Do this → Please copy each of the following rows word for word.
>> begin
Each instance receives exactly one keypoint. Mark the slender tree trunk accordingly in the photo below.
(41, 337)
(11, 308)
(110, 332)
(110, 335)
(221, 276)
>> end
Written answer →
Each instance receives exactly one keypoint. Mark the slender tree trunk accordingly in the photo below.
(41, 337)
(11, 308)
(110, 332)
(110, 335)
(221, 276)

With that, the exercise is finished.